Referring expression data
--
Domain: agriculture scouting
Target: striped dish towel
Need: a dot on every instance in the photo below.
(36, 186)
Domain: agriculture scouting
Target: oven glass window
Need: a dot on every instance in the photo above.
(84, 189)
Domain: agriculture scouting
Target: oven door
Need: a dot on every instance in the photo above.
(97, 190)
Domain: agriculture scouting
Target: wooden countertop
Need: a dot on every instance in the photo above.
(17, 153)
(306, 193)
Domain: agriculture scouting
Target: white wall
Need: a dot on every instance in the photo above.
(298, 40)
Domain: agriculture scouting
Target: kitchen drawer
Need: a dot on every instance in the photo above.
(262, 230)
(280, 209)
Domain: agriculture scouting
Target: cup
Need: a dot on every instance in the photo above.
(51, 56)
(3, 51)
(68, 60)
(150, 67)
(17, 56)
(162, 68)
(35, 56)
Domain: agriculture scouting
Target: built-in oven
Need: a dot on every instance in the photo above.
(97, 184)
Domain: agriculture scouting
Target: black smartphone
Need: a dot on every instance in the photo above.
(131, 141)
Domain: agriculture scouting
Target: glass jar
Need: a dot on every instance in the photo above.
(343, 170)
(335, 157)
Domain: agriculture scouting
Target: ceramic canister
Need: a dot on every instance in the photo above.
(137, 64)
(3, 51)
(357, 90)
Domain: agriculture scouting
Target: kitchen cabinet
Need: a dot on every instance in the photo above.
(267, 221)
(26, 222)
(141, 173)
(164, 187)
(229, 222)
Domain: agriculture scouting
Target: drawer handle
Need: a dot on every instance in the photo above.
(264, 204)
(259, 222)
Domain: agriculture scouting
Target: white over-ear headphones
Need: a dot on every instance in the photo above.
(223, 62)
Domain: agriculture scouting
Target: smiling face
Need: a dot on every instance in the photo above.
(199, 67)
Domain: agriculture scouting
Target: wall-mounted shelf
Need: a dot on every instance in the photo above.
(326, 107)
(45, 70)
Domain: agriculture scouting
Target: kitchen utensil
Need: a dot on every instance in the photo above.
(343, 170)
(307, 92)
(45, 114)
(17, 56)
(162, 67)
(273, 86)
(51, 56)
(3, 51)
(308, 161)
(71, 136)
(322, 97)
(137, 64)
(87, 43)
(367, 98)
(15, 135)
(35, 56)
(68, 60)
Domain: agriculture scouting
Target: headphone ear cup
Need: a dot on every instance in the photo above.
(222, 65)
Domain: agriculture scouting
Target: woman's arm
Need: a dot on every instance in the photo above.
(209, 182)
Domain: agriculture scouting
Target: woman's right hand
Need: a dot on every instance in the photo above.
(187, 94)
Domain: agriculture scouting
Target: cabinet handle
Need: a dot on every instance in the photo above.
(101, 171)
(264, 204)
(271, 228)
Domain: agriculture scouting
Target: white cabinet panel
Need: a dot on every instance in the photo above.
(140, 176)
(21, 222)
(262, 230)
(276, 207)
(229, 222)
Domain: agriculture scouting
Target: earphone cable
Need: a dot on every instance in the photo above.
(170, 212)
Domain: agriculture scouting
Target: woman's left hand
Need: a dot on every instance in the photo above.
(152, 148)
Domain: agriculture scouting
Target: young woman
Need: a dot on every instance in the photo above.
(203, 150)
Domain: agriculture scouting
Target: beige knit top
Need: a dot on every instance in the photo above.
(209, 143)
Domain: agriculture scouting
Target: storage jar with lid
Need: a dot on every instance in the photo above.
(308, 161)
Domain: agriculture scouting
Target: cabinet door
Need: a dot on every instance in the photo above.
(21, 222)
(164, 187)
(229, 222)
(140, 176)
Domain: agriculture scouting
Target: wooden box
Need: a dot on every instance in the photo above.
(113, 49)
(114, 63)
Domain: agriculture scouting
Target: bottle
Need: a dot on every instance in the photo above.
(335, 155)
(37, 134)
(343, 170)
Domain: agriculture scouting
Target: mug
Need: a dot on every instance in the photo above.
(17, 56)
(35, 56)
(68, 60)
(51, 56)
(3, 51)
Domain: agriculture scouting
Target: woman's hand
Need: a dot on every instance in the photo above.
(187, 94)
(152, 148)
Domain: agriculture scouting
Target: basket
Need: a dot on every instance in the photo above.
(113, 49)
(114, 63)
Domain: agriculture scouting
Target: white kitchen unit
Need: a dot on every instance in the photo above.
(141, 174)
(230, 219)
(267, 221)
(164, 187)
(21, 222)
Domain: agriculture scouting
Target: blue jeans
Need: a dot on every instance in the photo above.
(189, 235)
--
Exercise aim: Reproduce the records above exactly as they appear.

Expected output:
Domain: agriculture scouting
Target: striped dish towel
Need: a dot on every instance in the photo below.
(36, 186)
Domain: agriculture scouting
Target: oven glass window
Need: a dot on every instance in the photo above.
(84, 189)
Domain: agriculture scouting
Target: oven door
Need: a dot on every instance in the photo above.
(97, 190)
Domain: agriculture scouting
Target: wooden countertop
Need: a dot on every instance in the photo above.
(17, 153)
(306, 193)
Domain: agriculture scouting
Target: white wall
Need: a dot on every instance in the photo above.
(298, 40)
Domain: agriculture scouting
Target: kitchen drawer
Need: a dot on every instance in the photo above.
(262, 230)
(280, 209)
Domain: agriculture scouting
Target: cup
Need: a dot on every instance in the photo above.
(51, 56)
(3, 51)
(68, 60)
(150, 67)
(17, 56)
(162, 68)
(35, 56)
Domain: agriculture scouting
Target: built-in oven
Need: a dot on every instance in the photo above.
(97, 184)
Domain: agriculture scouting
Target: black smartphone
Need: a dot on every instance in the photo above.
(131, 141)
Domain: agriculture scouting
Target: glass jar
Need: a dot on every instance in the photo above.
(343, 170)
(335, 157)
Domain: agriculture scouting
Target: ceramic canister
Need: a dot on every instance in the photo above.
(137, 64)
(3, 51)
(357, 90)
Domain: agriculture scouting
Target: kitchen cabinet
Need: a dot on every instance in the photo above.
(267, 221)
(26, 222)
(141, 173)
(164, 187)
(229, 222)
Domain: agriculture scouting
Target: drawer handle
Need: a dot on every instance in the photo above.
(264, 204)
(259, 222)
Domain: agriculture scouting
Target: white over-ear headphones
Need: a dot on every instance in the photo above.
(223, 62)
Domain: agriculture scouting
Target: smiling face
Need: a dot on every instance in the photo above.
(199, 67)
Domain: agriculture scouting
Target: wall-mounted shelf
Need: a dot on every instance in the photo above.
(326, 107)
(45, 70)
Domain: agriculture scouting
Target: kitchen utensil
Need: a dot on every instance in the photo above.
(343, 170)
(307, 92)
(45, 114)
(17, 56)
(162, 67)
(273, 86)
(51, 56)
(3, 51)
(308, 161)
(71, 136)
(322, 97)
(137, 64)
(87, 43)
(367, 98)
(15, 135)
(35, 56)
(68, 60)
Domain: agriculture scouting
Target: headphone ear cup
Need: a dot on every instance in the photo above.
(222, 65)
Domain: agriculture scouting
Target: woman's arm
Need: a dot on every instance in the photo above.
(209, 182)
Domain: agriculture scouting
Target: woman's right hand
Need: a dot on every instance in the photo above.
(187, 94)
Domain: agriculture scouting
Target: cabinet handle
Need: a dot on every instance in the photo above.
(101, 171)
(264, 204)
(271, 228)
Domain: agriculture scouting
Target: white cabinet panel
Need: a dot on every instance in the photo above.
(140, 176)
(21, 222)
(262, 230)
(276, 207)
(229, 222)
Domain: agriculture scouting
Target: earphone cable
Need: a dot on every instance in the photo above.
(170, 212)
Domain: agriculture scouting
Target: woman's left hand
Need: a dot on every instance in the photo above.
(152, 148)
Domain: agriculture scouting
Target: young woman
Need: a dot on every instance in the photo above.
(203, 150)
Domain: agriculture scouting
Target: beige knit top
Need: a dot on every instance in the photo above.
(209, 143)
Domain: agriculture scouting
Target: storage jar with lid
Need: a dot on every instance in the photo above.
(308, 161)
Domain: agriculture scouting
Target: cabinet door
Need: a dot on every instance in the photo above.
(21, 222)
(164, 187)
(229, 222)
(140, 176)
Domain: agriculture scouting
Target: wooden box
Need: a dot on every instance in the photo above.
(113, 49)
(114, 63)
Domain: agriculture scouting
Target: bottle
Need: a dot on every instance in the photo above.
(335, 155)
(37, 134)
(343, 170)
Domain: agriculture scouting
Target: mug
Need: a dot on every instance in the photo above.
(17, 56)
(35, 56)
(68, 60)
(51, 56)
(3, 51)
Domain: agriculture scouting
Target: woman's hand
Need: a dot on every instance in the photo above.
(187, 94)
(152, 148)
Domain: agriculture scouting
Target: basket
Need: a dot on every instance in the photo above.
(113, 49)
(114, 63)
Domain: agriculture scouting
Target: white kitchen unit
Need: a dot on every instance in the photo above.
(141, 174)
(230, 219)
(267, 221)
(164, 187)
(21, 222)
Domain: agriculture scouting
Target: blue jeans
Need: a dot on every instance in the photo above.
(189, 235)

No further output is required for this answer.